# Pyrenees chasing chickens



## Goats2Greedy (Jun 2, 2021)

My 2 year old pyrenees is chase my chickens when ever they get out and I have tried getting him used to them but when no one is watching he starts chasing them again. I thought he was getting over it but he has started chasing them again.


----------



## JML Farms (Jan 1, 2021)

At two years old, it’s very hard to break a bad habit like that. If he is a good lgd, and you plan on keeping him several years, I would focus more on how to keep the chickens secure and away from him. Check out some of the other threads here too. I think there was one the other day titled help chicken killer. There were some good ideas and advice given you might want to try. You’re not the first one who has had to deal with this. Hang in there!


----------



## Goats2Greedy (Jun 2, 2021)

Thank you, I would like to keep him, he does a good job keeping other animals away, he will catch the chickens sometimes but when we get the chicken back it is not hurt just scared. We have only lost one and it just disappeared one day and he showed up with it a few days later, I don't know if he killed it or if something else did.


----------



## toth boer goats (Jul 20, 2008)

[Point labeling examples]
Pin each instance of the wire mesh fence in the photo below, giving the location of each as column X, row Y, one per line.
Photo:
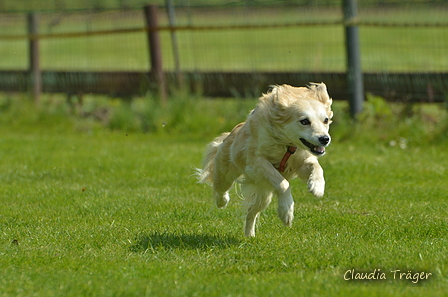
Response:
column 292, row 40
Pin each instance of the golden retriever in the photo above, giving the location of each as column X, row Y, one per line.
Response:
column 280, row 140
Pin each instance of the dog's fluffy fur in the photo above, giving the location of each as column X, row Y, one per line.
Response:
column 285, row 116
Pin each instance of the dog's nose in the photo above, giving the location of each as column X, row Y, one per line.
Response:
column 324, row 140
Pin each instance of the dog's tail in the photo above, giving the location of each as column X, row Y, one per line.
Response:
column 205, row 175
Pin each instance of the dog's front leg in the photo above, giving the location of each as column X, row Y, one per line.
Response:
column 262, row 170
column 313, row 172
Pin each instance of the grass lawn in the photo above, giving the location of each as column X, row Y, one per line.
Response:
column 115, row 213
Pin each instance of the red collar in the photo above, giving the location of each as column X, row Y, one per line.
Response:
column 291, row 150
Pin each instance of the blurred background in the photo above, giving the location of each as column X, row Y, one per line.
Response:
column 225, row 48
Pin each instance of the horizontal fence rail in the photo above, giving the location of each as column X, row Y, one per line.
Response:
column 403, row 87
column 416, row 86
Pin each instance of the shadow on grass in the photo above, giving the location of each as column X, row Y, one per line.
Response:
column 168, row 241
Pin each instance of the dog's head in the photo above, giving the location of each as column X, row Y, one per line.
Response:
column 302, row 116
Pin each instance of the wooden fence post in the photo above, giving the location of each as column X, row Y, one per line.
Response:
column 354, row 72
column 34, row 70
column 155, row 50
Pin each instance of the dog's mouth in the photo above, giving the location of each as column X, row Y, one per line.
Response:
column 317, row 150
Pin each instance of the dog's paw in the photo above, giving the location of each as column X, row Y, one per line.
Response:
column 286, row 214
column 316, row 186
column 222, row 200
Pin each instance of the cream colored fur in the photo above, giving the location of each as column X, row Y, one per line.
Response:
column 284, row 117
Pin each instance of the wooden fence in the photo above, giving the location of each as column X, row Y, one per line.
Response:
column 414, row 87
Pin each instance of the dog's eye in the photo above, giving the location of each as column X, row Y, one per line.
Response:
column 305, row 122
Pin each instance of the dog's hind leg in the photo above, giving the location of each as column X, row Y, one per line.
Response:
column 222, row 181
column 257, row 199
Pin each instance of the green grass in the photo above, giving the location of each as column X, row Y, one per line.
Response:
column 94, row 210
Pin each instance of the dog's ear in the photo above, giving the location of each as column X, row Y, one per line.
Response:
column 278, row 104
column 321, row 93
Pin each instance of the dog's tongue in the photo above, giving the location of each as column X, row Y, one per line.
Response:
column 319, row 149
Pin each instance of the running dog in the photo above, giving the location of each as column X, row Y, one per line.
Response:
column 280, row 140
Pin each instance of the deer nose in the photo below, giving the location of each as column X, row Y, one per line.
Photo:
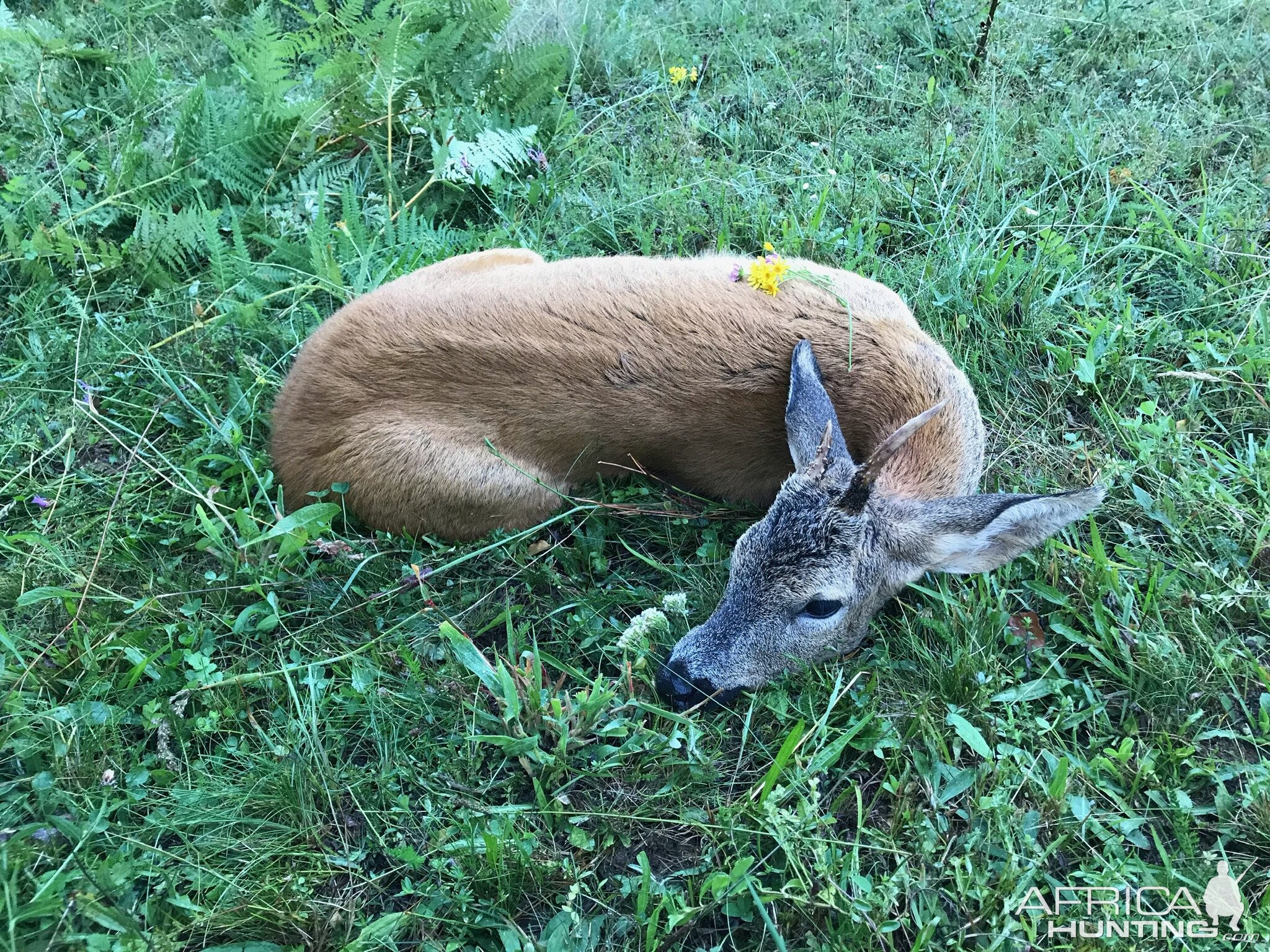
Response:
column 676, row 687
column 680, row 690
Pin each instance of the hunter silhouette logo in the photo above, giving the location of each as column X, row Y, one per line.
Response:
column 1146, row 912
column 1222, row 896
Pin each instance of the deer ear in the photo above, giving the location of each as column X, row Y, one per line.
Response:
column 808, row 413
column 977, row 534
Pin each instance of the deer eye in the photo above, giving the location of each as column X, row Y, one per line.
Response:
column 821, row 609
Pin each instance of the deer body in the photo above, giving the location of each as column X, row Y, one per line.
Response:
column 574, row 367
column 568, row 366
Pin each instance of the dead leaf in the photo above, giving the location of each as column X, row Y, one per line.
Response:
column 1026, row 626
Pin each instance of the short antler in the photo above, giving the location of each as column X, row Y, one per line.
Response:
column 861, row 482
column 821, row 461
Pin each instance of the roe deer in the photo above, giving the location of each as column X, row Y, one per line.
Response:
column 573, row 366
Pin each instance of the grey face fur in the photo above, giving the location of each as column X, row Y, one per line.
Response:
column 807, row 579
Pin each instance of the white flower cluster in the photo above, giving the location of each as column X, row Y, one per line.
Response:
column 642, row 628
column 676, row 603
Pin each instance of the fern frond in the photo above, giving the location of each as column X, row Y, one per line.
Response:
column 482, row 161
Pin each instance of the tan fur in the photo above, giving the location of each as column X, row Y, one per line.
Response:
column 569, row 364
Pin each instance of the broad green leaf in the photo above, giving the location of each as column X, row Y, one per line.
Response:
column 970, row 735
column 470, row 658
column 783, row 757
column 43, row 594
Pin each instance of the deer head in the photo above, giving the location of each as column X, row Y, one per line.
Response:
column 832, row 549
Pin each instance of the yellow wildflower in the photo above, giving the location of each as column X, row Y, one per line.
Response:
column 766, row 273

• **Set problem 1**:
From the forum thread about the Pyrenees chasing chickens, copy the part that opens with the words "At two years" and closes with "Hang in there!".
• **Set problem 2**:
Translate this sentence from the forum thread about the Pyrenees chasing chickens into Spanish: "You’re not the first one who has had to deal with this."
• **Set problem 3**:
Write the next part of the forum thread about the Pyrenees chasing chickens, picking up where it stops.

• **Expected output 1**:
At two years old, it’s very hard to break a bad habit like that. If he is a good lgd, and you plan on keeping him several years, I would focus more on how to keep the chickens secure and away from him. Check out some of the other threads here too. I think there was one the other day titled help chicken killer. There were some good ideas and advice given you might want to try. You’re not the first one who has had to deal with this. Hang in there!

• **Expected output 2**:
No eres el primero que ha tenido que lidiar con esto.

• **Expected output 3**:
Get a shock collar on him, zap him when he thinks he wants to go after them. Timing is key. 

Make sure the collar is on skin contact with the points.

Tell the dog a Stern NO! at the same time. After a while of using the collar, just a command of NO! May be enough.

But you have to be right on top of it, to hopefully get the point across to stop the behavior.

It is chasing now, so by disciplining the dog now, before he draws blood to cause injury or death, may do the trick.


----------



## Goats2Greedy (Jun 2, 2021)

toth boer goats said:


> Get a shock collar on him, zap him when he thinks he wants to go after them. Timing is key.
> 
> Make sure the collar is on skin contact with the points.
> 
> ...


Thank you for all the help.


----------



## toth boer goats (Jul 20, 2008)

You bet, let us know if it work.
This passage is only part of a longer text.